Required work:
Reproduce the data below word for word, but leave out the pictures.

Listed records:

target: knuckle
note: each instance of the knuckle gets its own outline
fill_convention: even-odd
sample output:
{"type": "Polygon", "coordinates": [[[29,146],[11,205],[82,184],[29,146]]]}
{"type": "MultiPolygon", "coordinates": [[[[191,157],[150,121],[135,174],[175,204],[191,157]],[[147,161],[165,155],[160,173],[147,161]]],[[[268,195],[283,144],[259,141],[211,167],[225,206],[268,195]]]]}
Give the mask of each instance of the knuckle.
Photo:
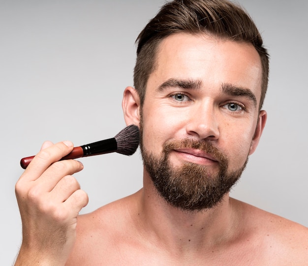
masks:
{"type": "Polygon", "coordinates": [[[80,187],[79,183],[72,176],[65,176],[63,177],[63,181],[65,185],[70,187],[74,187],[77,189],[80,187]]]}
{"type": "Polygon", "coordinates": [[[32,203],[37,203],[41,198],[41,192],[34,186],[29,190],[27,193],[27,198],[32,203]]]}
{"type": "Polygon", "coordinates": [[[68,170],[67,164],[64,161],[59,161],[54,163],[52,167],[55,171],[60,172],[66,172],[68,170]]]}

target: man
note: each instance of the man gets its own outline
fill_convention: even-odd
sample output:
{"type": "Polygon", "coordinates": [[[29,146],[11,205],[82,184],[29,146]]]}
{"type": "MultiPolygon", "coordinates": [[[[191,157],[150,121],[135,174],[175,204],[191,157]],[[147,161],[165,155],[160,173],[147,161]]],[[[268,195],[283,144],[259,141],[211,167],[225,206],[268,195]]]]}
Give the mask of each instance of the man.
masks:
{"type": "Polygon", "coordinates": [[[88,196],[43,144],[16,186],[16,265],[306,265],[308,230],[229,198],[267,114],[268,57],[254,24],[224,0],[166,4],[138,39],[127,124],[139,126],[144,187],[78,216],[88,196]]]}

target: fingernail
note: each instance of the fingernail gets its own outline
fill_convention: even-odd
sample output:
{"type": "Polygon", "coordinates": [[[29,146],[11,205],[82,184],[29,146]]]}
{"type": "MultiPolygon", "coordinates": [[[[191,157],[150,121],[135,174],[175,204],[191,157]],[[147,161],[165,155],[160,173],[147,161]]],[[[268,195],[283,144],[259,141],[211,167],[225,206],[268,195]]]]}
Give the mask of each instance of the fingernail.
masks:
{"type": "Polygon", "coordinates": [[[63,142],[63,143],[64,143],[68,147],[72,147],[73,146],[74,146],[73,143],[71,141],[64,141],[63,142]]]}

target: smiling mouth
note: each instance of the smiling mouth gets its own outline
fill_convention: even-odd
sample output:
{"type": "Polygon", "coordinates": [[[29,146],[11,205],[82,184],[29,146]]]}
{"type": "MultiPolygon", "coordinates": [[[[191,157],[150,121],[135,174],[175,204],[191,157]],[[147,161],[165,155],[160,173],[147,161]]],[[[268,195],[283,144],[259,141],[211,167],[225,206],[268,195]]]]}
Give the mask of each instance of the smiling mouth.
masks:
{"type": "Polygon", "coordinates": [[[184,161],[198,164],[213,164],[218,162],[216,158],[200,149],[185,148],[173,150],[184,161]]]}

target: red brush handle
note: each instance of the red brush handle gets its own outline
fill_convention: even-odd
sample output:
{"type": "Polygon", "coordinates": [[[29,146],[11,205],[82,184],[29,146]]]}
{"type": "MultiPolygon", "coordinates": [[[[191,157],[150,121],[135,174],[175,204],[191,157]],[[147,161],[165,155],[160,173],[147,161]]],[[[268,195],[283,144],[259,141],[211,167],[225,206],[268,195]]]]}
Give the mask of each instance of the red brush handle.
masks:
{"type": "MultiPolygon", "coordinates": [[[[68,160],[69,159],[77,159],[77,158],[80,158],[84,155],[84,150],[80,146],[78,147],[75,147],[73,150],[72,150],[66,156],[62,158],[60,161],[62,160],[68,160]]],[[[32,159],[34,157],[34,156],[31,156],[30,157],[26,157],[23,158],[20,160],[20,165],[24,169],[26,169],[29,164],[31,162],[32,159]]]]}

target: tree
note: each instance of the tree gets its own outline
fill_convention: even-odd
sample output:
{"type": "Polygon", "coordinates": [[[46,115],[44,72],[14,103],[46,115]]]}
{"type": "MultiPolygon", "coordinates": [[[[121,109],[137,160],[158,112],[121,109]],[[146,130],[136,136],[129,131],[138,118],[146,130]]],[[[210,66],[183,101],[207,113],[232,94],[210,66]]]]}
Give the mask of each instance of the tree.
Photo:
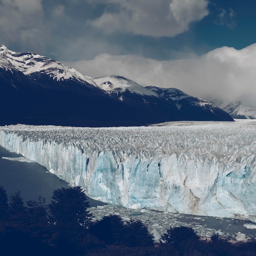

The result:
target: knuckle
note: each instance of the knuckle gets its own outline
fill_convention: even-odd
sample output:
{"type": "Polygon", "coordinates": [[[29,146],[11,205],[82,184],[29,146]]]}
{"type": "MultiPolygon", "coordinates": [[[[191,157],[150,121],[135,174],[175,204],[191,157]],[[147,161],[165,155],[160,173],[147,161]]],[[[268,195],[283,144],[259,141],[211,167],[225,206],[268,195]]]]}
Give the mask of each instance of the knuckle.
Photo:
masks:
{"type": "Polygon", "coordinates": [[[80,187],[79,183],[72,176],[65,176],[63,177],[63,181],[65,185],[70,187],[74,187],[77,189],[80,187]]]}
{"type": "Polygon", "coordinates": [[[32,203],[37,203],[41,198],[41,192],[34,186],[29,190],[27,193],[27,198],[32,203]]]}
{"type": "Polygon", "coordinates": [[[68,170],[67,164],[64,161],[59,161],[54,163],[52,167],[55,171],[60,172],[66,172],[68,170]]]}

target: man
note: each instance of the man gets its own outline
fill_convention: even-odd
sample output:
{"type": "Polygon", "coordinates": [[[29,146],[11,205],[82,184],[29,146]]]}
{"type": "MultiPolygon", "coordinates": [[[[191,157],[150,121],[135,174],[175,204],[191,157]],[[147,161],[165,155],[160,173],[147,161]]],[[[268,195],[283,144],[259,141],[211,167],[225,206],[268,195]]]]}
Give the mask of each instance of the man.
masks:
{"type": "Polygon", "coordinates": [[[88,196],[43,144],[16,186],[16,265],[306,265],[308,230],[229,198],[267,114],[268,57],[254,24],[224,0],[166,4],[138,39],[127,124],[139,126],[144,187],[78,216],[88,196]]]}

target: fingernail
note: each instance of the fingernail gets its own outline
fill_convention: even-odd
sample output:
{"type": "Polygon", "coordinates": [[[29,146],[11,205],[82,184],[29,146]]]}
{"type": "MultiPolygon", "coordinates": [[[[191,157],[150,121],[135,174],[175,204],[191,157]],[[147,161],[165,155],[160,173],[147,161]]],[[[268,195],[283,144],[259,141],[211,167],[225,206],[268,195]]]]}
Give the mask of each instance of the fingernail.
masks:
{"type": "Polygon", "coordinates": [[[63,142],[63,143],[64,143],[68,147],[72,147],[73,146],[74,146],[73,143],[71,141],[64,141],[63,142]]]}

target: smiling mouth
note: each instance of the smiling mouth gets its own outline
fill_convention: even-odd
sample output:
{"type": "Polygon", "coordinates": [[[29,146],[11,205],[82,184],[29,146]]]}
{"type": "MultiPolygon", "coordinates": [[[[191,157],[150,121],[135,174],[175,204],[191,157]],[[147,161],[165,155],[160,173],[147,161]]],[[[268,195],[283,144],[259,141],[211,167],[225,206],[268,195]]]]}
Give the mask of each instance of the smiling mouth.
masks:
{"type": "Polygon", "coordinates": [[[184,161],[198,164],[213,164],[218,162],[216,158],[200,149],[185,148],[173,150],[184,161]]]}

target: red brush handle
note: each instance of the red brush handle gets its own outline
fill_convention: even-odd
sample output:
{"type": "Polygon", "coordinates": [[[29,146],[11,205],[82,184],[29,146]]]}
{"type": "MultiPolygon", "coordinates": [[[[191,157],[150,121],[135,174],[175,204],[191,157]],[[147,161],[165,155],[160,173],[147,161]]],[[[268,195],[283,144],[259,141],[211,167],[225,206],[268,195]]]]}
Give the mask of each instance of the red brush handle.
masks:
{"type": "MultiPolygon", "coordinates": [[[[68,160],[69,159],[77,159],[77,158],[80,158],[84,155],[84,150],[80,146],[78,147],[75,147],[73,150],[72,150],[66,156],[62,158],[60,161],[62,160],[68,160]]],[[[32,159],[34,157],[34,156],[31,156],[30,157],[26,157],[23,158],[20,160],[20,165],[24,169],[26,169],[29,164],[31,162],[32,159]]]]}

target: tree
note: each instance of the tree gets its own outline
fill_convention: even-odd
sample output:
{"type": "Polygon", "coordinates": [[[46,115],[44,72],[14,103],[46,115]]]}
{"type": "MultiPolygon", "coordinates": [[[[121,109],[137,160],[158,112],[121,109]],[[146,130],[136,136],[129,131],[138,118],[146,130]]],[[[210,66],[183,101],[207,113],[232,94],[210,66]]]]}
Give the mask of each instance of the tree.
Photo:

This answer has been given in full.